• SOURCE TEXT
= = = = =

Posted by James O'Rourke on November 11, 2008

By Michael T. Klare, Tomdispatch.com. Posted November 10, 2008.
Of all the challenges facing President Obama, none is likely to prove as daunting, or important to the

future of this nation, as that of energy.

Of all the challenges facing President Barack Obama next January, none is likely to prove as daunting, or important to the future of this nation, as that of energy. After all, energy policy — so totally mishandled by the outgoing Bush-Cheney administration — figures in each of the other major challenges facing the new president, including the economy, the environment, foreign policy, and our Middle Eastern wars. Most of all, it will prove a monumental challenge because the United States faces an energy crisis of unprecedented magnitude that is getting worse by the day.

= = = = =

• GIVEN INFORMATION
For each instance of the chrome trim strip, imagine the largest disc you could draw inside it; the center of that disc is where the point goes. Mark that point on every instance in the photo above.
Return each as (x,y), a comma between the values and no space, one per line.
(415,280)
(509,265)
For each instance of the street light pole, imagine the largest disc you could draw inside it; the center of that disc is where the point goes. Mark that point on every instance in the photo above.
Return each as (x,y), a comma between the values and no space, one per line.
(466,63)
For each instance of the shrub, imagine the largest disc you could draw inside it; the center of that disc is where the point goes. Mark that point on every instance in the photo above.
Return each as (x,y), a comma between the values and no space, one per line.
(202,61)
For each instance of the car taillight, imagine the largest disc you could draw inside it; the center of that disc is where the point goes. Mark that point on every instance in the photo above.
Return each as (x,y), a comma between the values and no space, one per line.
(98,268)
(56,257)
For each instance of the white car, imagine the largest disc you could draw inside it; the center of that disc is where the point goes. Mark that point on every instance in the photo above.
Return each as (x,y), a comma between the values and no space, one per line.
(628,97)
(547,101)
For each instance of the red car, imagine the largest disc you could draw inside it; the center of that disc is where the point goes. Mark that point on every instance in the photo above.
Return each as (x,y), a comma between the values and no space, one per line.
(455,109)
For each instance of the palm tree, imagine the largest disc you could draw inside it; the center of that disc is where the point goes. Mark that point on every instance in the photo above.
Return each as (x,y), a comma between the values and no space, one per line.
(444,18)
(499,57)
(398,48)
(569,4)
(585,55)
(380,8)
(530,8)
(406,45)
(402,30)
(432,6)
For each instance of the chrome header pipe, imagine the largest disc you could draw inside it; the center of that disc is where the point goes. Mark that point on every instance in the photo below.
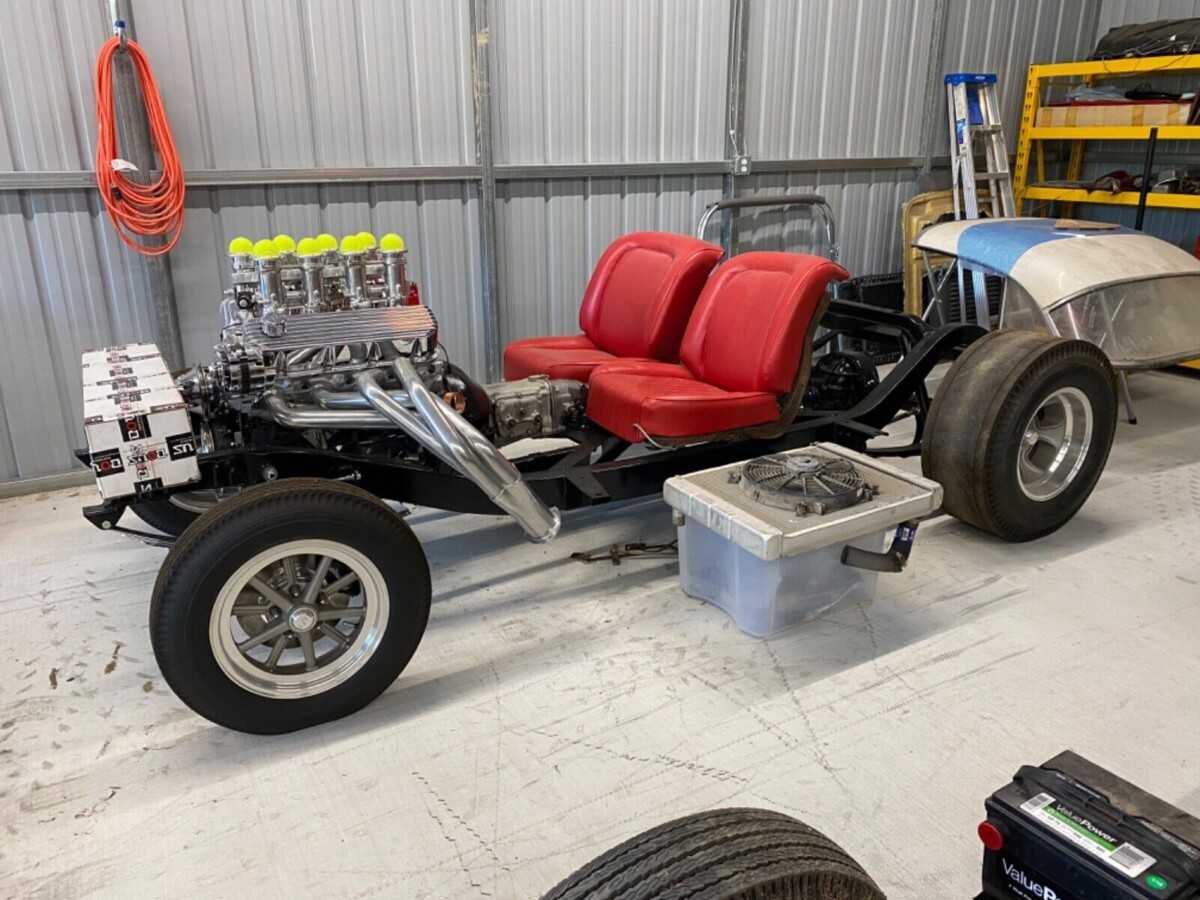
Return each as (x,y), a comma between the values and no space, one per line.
(478,459)
(309,417)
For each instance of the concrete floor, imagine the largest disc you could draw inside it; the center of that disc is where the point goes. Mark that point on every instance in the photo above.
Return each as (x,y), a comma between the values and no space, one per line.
(556,708)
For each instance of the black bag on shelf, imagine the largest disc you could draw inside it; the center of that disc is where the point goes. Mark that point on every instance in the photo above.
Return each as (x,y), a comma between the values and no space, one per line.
(1164,37)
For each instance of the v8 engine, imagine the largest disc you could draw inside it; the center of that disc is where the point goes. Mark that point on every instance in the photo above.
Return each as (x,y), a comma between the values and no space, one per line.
(330,342)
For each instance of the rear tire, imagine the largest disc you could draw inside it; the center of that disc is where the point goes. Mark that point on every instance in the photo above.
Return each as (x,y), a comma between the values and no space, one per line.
(723,855)
(293,604)
(1019,432)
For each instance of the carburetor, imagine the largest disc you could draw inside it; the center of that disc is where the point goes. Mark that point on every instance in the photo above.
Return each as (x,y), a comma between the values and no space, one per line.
(317,275)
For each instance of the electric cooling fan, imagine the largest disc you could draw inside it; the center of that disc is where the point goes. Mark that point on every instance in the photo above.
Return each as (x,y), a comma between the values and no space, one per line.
(805,483)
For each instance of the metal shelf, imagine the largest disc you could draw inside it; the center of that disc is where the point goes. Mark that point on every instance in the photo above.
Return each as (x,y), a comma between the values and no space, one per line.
(1113,132)
(1126,198)
(1029,147)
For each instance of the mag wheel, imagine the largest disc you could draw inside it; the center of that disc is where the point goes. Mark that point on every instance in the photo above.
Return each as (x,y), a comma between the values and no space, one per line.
(1019,432)
(294,604)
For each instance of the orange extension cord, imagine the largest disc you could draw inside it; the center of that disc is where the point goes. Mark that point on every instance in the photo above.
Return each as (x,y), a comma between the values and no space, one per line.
(136,209)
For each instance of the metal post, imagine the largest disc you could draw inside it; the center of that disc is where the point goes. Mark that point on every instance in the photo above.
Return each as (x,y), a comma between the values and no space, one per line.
(137,147)
(735,113)
(933,89)
(481,81)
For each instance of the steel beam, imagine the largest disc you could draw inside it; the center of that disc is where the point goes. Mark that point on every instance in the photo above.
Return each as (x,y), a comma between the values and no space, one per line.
(137,147)
(481,79)
(735,113)
(51,181)
(935,94)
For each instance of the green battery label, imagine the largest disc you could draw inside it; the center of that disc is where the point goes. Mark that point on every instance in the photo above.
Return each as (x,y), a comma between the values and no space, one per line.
(1080,831)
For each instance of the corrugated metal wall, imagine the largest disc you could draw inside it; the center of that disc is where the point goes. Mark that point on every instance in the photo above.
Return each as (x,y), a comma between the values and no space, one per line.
(286,84)
(1181,227)
(294,84)
(599,82)
(846,79)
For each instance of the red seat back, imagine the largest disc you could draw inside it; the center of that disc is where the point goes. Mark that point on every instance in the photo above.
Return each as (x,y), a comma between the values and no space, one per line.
(643,291)
(753,321)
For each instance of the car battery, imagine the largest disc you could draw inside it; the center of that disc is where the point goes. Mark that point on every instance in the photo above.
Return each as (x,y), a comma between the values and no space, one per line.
(1072,831)
(139,435)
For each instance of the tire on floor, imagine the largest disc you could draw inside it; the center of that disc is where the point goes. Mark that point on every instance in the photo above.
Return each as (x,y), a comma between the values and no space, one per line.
(723,855)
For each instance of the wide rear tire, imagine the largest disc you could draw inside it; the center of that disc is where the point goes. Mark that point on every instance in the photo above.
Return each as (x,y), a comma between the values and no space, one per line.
(289,605)
(723,855)
(1019,432)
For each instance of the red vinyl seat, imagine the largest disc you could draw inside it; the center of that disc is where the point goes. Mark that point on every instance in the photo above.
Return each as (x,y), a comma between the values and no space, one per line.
(747,347)
(636,306)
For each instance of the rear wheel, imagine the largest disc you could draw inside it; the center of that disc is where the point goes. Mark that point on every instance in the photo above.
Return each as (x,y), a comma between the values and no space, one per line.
(294,604)
(723,855)
(1019,432)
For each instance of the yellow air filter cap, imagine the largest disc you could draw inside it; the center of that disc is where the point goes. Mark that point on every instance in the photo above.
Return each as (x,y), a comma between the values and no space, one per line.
(265,250)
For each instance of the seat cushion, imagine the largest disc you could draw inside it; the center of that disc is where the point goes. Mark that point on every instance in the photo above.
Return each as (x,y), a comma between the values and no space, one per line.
(642,293)
(573,357)
(751,325)
(671,403)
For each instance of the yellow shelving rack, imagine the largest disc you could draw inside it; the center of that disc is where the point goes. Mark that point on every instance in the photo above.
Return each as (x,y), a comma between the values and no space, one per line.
(1030,144)
(1032,137)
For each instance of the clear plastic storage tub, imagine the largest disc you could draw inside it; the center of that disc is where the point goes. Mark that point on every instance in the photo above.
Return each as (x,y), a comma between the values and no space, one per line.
(765,597)
(774,568)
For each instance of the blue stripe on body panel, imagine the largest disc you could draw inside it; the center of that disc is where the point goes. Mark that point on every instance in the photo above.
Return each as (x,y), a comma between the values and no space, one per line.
(996,245)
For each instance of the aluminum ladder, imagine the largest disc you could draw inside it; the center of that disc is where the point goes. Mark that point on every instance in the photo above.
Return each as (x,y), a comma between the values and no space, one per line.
(975,113)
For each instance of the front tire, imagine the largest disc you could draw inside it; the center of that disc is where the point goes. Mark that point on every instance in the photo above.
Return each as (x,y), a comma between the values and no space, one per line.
(293,604)
(1019,432)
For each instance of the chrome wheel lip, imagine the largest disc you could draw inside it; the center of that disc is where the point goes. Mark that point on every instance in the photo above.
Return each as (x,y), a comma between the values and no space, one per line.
(1067,439)
(298,685)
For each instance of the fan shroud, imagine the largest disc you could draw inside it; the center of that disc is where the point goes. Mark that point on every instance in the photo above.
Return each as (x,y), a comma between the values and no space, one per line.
(804,483)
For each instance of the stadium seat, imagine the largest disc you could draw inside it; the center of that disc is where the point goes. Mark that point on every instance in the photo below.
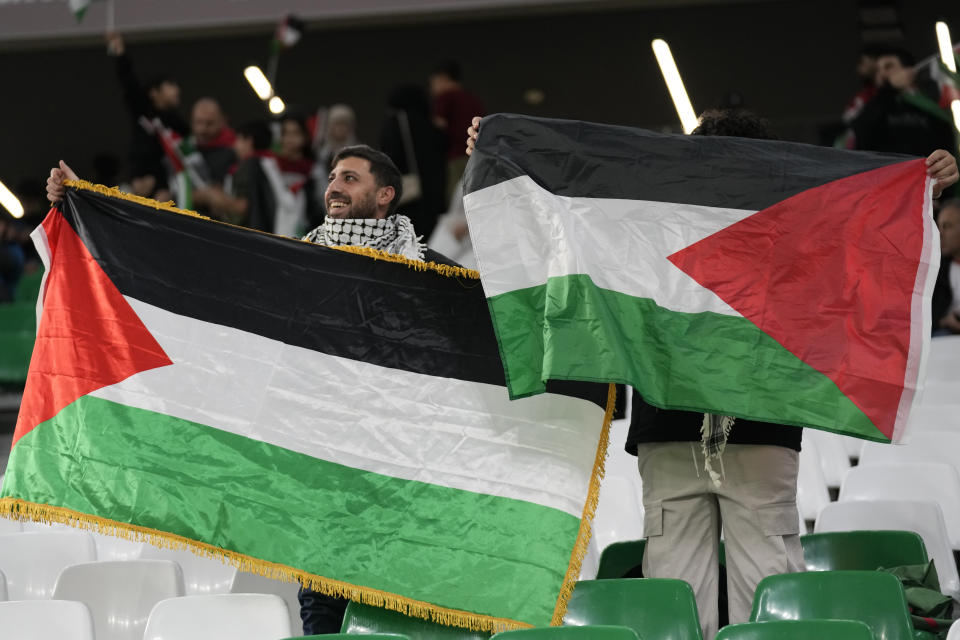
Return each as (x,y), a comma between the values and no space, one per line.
(862,550)
(201,575)
(873,597)
(918,516)
(246,582)
(618,516)
(833,458)
(653,607)
(225,616)
(812,492)
(595,632)
(924,447)
(46,620)
(797,630)
(619,558)
(32,560)
(931,481)
(120,594)
(362,618)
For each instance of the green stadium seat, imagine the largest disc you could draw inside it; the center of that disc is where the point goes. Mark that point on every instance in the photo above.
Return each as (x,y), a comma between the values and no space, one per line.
(594,632)
(862,550)
(873,597)
(653,607)
(364,619)
(619,558)
(797,630)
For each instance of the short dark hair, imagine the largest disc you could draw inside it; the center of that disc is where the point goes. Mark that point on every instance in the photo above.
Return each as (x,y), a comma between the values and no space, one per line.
(741,123)
(449,68)
(905,57)
(259,132)
(385,173)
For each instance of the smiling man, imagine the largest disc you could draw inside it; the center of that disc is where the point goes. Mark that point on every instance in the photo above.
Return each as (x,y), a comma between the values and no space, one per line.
(361,199)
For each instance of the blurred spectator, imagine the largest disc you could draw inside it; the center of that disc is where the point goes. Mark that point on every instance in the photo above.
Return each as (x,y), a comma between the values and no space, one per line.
(418,149)
(159,98)
(901,117)
(453,107)
(339,131)
(946,292)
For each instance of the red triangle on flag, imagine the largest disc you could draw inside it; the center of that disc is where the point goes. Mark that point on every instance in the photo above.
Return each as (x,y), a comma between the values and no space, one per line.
(830,275)
(88,336)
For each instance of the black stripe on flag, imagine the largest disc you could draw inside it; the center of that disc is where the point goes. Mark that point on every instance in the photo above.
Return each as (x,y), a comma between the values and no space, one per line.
(581,159)
(297,293)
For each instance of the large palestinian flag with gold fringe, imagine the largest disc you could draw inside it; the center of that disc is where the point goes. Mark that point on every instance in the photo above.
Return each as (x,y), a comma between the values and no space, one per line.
(760,279)
(301,411)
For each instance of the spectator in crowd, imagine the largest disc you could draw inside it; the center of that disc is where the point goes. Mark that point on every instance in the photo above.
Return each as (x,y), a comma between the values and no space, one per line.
(453,106)
(246,197)
(212,139)
(339,131)
(418,149)
(901,117)
(158,99)
(946,292)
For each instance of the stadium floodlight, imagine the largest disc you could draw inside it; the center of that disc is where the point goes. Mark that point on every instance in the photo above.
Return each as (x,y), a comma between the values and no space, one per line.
(10,202)
(675,85)
(950,62)
(946,46)
(261,86)
(276,105)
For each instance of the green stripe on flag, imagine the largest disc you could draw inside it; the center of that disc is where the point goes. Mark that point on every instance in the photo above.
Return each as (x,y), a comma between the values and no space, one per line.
(676,360)
(264,501)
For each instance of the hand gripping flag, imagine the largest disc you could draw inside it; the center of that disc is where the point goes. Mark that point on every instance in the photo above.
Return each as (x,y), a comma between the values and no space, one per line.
(766,280)
(301,412)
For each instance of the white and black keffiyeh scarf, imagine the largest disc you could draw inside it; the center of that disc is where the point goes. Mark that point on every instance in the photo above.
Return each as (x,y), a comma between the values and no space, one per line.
(393,234)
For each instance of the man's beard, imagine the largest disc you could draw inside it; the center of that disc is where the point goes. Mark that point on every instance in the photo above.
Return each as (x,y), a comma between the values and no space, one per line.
(366,208)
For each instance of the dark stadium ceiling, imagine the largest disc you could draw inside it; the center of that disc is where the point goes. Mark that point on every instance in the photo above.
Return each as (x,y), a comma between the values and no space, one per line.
(48,23)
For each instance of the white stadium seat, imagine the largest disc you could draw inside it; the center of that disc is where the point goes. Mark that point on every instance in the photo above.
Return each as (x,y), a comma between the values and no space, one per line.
(812,492)
(923,517)
(833,458)
(924,446)
(46,620)
(202,576)
(246,582)
(32,560)
(120,594)
(934,481)
(232,616)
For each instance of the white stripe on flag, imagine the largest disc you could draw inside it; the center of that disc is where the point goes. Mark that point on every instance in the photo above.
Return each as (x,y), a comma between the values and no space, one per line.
(522,235)
(458,434)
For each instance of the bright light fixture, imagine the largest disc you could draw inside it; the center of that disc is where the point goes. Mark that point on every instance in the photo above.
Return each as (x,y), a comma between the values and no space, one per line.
(258,81)
(675,85)
(10,202)
(946,46)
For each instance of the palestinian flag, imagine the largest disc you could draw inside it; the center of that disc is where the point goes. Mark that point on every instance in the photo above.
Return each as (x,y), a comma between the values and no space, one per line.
(760,279)
(299,411)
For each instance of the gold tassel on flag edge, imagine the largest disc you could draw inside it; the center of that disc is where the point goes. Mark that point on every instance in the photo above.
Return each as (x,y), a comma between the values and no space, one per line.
(443,269)
(14,508)
(589,510)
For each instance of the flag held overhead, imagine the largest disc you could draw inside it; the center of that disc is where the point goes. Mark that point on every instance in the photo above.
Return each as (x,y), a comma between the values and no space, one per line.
(766,280)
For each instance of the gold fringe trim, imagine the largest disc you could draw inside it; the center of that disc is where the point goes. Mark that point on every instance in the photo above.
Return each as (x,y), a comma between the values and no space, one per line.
(16,509)
(589,511)
(419,265)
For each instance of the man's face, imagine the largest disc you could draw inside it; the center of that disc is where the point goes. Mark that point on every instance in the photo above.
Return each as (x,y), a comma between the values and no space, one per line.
(166,96)
(353,191)
(206,121)
(949,224)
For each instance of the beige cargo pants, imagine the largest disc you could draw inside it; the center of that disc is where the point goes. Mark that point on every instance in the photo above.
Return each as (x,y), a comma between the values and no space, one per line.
(756,505)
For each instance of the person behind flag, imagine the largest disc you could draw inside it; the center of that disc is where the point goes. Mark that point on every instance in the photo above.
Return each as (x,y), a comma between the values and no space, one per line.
(158,98)
(946,293)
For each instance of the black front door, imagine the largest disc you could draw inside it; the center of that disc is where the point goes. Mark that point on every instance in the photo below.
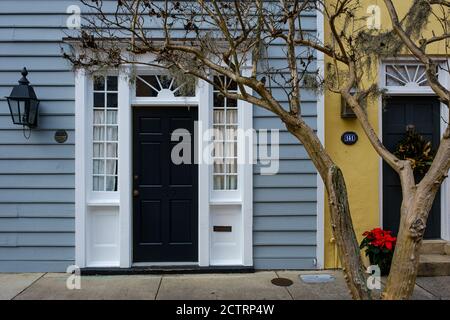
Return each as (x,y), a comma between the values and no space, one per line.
(165,193)
(424,114)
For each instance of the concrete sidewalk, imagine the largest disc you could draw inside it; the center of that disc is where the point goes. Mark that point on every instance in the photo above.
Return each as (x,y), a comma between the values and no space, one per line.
(43,286)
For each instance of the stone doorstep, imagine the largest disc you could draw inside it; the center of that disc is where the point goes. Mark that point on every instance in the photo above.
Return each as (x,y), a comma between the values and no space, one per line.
(435,247)
(434,265)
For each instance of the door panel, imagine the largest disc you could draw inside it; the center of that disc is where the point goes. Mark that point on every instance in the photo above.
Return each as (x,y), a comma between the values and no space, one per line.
(165,194)
(424,114)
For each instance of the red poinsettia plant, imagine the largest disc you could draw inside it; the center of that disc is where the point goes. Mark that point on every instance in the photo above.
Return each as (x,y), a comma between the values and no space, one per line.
(379,246)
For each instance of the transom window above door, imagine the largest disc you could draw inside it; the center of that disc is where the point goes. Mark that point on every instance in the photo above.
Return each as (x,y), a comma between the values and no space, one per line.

= = = = =

• SET TASK 1
Answer these from the article on energy policy:
(a) On what date was the piece posted on Tomdispatch.com?
(b) Which outgoing administration does the article say mishandled energy policy?
(c) What four major challenges does energy policy figure in, according to the article?
• SET TASK 2
In the article on energy policy, turn the paragraph beginning "Of all the challenges facing President Barack Obama next January" into a short bulleted list that keeps its main points.
• SET TASK 3
Quote, word for word, the stretch of the article on energy policy that opens with the words containing "Posted by James" and closes with "by the day.".

• WRITTEN SOLUTION 1
(a) November 10, 2008
(b) The Bush-Cheney administration
(c) The economy, the environment, foreign policy, and the Middle Eastern wars

• WRITTEN SOLUTION 2
- Energy is likely to be President Barack Obama's most daunting challenge from January, and the most important to the nation's future.
- The outgoing Bush-Cheney administration mishandled energy policy.
- Energy policy figures in the other major challenges: the economy, the environment, foreign policy, and the Middle Eastern wars.
- The United States faces an energy crisis of unprecedented magnitude that is getting worse by the day.

• WRITTEN SOLUTION 3
Posted by James O'Rourke on November 11, 2008

By Michael T. Klare, Tomdispatch.com. Posted November 10, 2008.
Of all the challenges facing President Obama, none is likely to prove as daunting, or important to the

future of this nation, as that of energy.

Of all the challenges facing President Barack Obama next January, none is likely to prove as daunting, or important to the future of this nation, as that of energy. After all, energy policy — so totally mishandled by the outgoing Bush-Cheney administration — figures in each of the other major challenges facing the new president, including the economy, the environment, foreign policy, and our Middle Eastern wars. Most of all, it will prove a monumental challenge because the United States faces an energy crisis of unprecedented magnitude that is getting worse by the day.